• Text section:
BEGIN

Post-training quantization (PTQ)

What's This Example Folder About?

This folder demonstrates how the Model Optimizer does PTQ quantization on an LLM and deploys the quantized LLM with TensorRT-LLM.

This document introduces:

The scripts to quantize, convert and evaluate LLMs,
The Python code and APIs to quantize and deploy the models.

If you are interested in quantization-aware training (QAT) for LLMs, please refer to the QAT README.

Model Quantization and TRT LLM Conversion

All-in-one Scripts for Quantization and Building

There are many quantization schemes supported in the example scripts:

The FP8 format is available on the Hopper and Ada GPUs with CUDA compute capability greater than or equal to 8.9.
The INT8 SmoothQuant, developed by MIT HAN Lab and NVIDIA, is designed to reduce both the GPU memory footprint and inference latency of LLM inference.
The INT4 AWQ is an INT4 weight only quantization and calibration method. INT4 AWQ is particularly effective for low batch inference where inference latency is dominated by weight loading time rather than the computation time itself. For low batch inference, INT4 AWQ could give lower latency than FP8/INT8 and lower accuracy degradation than INT8.

END

• Recorded information:
BEGIN

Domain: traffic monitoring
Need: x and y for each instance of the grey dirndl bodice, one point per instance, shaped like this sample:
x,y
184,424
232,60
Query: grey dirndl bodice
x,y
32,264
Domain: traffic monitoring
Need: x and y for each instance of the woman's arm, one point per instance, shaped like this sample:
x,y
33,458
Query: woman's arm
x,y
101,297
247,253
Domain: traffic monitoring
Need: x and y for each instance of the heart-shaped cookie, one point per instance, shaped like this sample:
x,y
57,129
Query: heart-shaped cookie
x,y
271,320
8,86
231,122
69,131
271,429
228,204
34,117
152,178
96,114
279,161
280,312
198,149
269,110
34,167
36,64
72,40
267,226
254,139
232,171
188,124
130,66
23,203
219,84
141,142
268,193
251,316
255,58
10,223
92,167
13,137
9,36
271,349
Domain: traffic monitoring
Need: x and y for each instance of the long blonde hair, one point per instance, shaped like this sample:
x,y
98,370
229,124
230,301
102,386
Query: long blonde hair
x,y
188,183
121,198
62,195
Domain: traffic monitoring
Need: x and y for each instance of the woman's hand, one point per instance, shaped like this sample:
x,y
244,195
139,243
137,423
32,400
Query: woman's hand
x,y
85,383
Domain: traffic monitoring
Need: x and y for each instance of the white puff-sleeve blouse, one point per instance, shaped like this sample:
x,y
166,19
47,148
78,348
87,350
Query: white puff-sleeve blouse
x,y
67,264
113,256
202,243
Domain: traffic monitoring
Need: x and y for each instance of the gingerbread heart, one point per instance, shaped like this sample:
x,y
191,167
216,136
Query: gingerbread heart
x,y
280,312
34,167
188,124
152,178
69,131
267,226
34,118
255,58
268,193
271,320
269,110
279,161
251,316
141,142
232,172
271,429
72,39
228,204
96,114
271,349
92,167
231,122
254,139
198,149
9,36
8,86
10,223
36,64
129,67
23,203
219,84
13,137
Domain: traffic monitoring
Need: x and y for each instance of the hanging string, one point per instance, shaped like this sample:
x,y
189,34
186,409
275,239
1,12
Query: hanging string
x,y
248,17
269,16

END

• Required actions:
(A) On the post-training quantization page, which GPUs is the FP8 format available on?
(B) Write the next part of the post-training quantization page, picking up after its last sentence.

• Answer list:
(A) Hopper and Ada GPUs with CUDA compute capability of 8.9 or higher.

(B)
The W4A8 AWQ is an extension of the INT4 AWQ quantization that it also uses FP8 for activation for more speed up and acceleration.

The following scripts provide an all-in-one and step-by-step model quantization example for Llama-3, NeMo Nemotron, and Megatron-LM models. The quantization format and the number of GPUs will be supplied as inputs to these scripts. By default, we build the engine for the fp8 format and 1 GPU.

cd <this example folder>

For the Hugging Face models:

For LLM models like Llama-3:

# Install model specific pip dependencies if needed

export HF_PATH=<the downloaded LLaMA checkpoint from the Hugging Face hub, or simply the model card>
scripts/huggingface_example.sh --model $HF_PATH --quant [fp8|int8_sq|int4_awq|w4a8_awq] --tp [1|2|4|8]

If the Huggingface model calibration fails on a multi-GPU system due to mismatched tensor placement, please try setting CUDA_VISIBLE_DEVICES to a smaller number.

FP8 calibration over a large model with limited GPU memory is not recommended but possible with the accelerate package. Please tune the device_map setting in example_utils.py if needed for model loading and the calibration process can be slow.

Huggingface models trained with modelopt.torch.speculative can be used as regular Huggingface models in PTQ.

For NeMo models like nemotron:

NeMo PTQ requires the NeMo package installed. It's recommended to start from the NeMo containers like nvcr.io/nvidia/nemo:24.07 or latest nvcr.io/nvidia/nemo:dev directly.

# Inside the NeMo container:
# Download the nemotron model from the Hugging Face.
export GPT_MODEL_FILE=Nemotron-3-8B-Base-4k.nemo

# Reinstall latest modelopt and build the extensions if not already done.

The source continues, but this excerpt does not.